Given request
Print each of the items below word for word, leaving out the pictures.

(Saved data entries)
------------------------------------------------

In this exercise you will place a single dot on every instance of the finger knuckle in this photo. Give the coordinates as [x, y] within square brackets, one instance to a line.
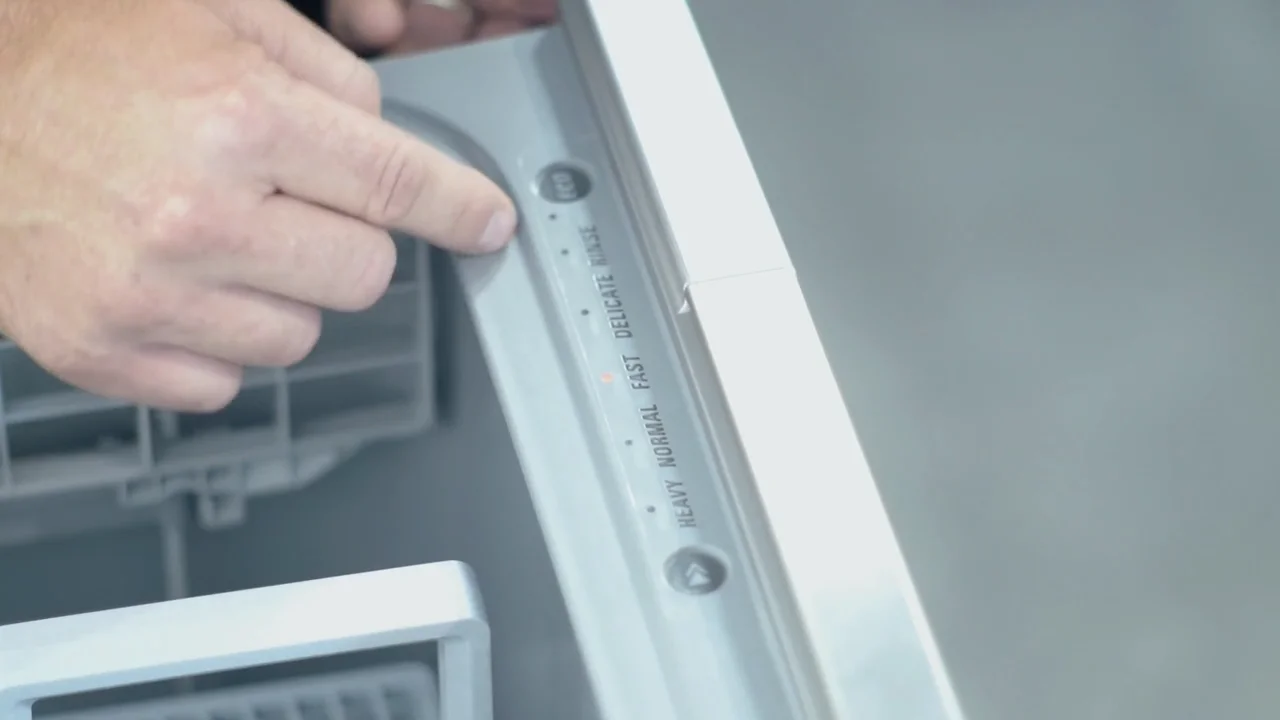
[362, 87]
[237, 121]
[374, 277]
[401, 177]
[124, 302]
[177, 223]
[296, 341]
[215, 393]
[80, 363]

------------------------------------------------

Output below
In this exercise you will place a single dot on every instance of the finger knuckle in this photo. Give the coordinates as [x, y] within square brackets, one instance to a line.
[362, 87]
[237, 121]
[374, 277]
[401, 177]
[124, 302]
[177, 223]
[296, 341]
[215, 393]
[80, 363]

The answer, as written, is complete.